Set exercise: From the items below, pick out and copy each line that contains the word "wire".

Data in this exercise:
◆ ◆ ◆
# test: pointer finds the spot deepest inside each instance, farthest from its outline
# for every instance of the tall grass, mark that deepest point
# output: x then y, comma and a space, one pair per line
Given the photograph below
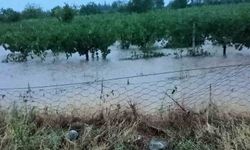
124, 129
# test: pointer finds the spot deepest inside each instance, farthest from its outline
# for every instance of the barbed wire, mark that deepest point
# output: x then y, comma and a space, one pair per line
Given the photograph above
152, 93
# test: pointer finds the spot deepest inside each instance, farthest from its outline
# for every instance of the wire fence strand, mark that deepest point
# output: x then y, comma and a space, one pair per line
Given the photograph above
◆ ◆ ◆
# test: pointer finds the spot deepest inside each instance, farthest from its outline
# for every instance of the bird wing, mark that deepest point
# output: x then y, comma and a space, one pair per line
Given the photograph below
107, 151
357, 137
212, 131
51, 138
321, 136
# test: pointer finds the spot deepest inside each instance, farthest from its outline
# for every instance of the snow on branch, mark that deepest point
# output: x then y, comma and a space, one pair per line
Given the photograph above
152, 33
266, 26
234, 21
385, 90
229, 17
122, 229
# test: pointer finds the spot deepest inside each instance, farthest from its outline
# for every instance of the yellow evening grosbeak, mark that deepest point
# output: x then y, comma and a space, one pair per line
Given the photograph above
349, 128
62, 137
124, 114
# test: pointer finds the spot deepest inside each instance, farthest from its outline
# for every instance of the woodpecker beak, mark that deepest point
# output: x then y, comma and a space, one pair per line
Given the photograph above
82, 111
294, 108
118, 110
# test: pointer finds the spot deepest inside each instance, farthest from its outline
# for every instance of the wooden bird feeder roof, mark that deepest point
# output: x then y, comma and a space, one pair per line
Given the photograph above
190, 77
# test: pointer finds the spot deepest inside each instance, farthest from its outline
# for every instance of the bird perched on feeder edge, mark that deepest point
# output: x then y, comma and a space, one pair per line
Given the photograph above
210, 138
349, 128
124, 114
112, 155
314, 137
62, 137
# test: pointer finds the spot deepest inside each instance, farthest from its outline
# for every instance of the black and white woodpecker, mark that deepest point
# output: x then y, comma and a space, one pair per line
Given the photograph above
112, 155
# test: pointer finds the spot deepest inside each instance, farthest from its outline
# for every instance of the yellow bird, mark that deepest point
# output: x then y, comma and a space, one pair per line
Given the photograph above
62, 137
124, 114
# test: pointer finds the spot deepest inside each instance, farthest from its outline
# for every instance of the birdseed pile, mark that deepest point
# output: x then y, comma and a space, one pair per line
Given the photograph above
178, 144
◆ ◆ ◆
Output:
# for every instance of the barbed wire, mark that deepest point
# for every instance of the wire fence strand, mark that deepest point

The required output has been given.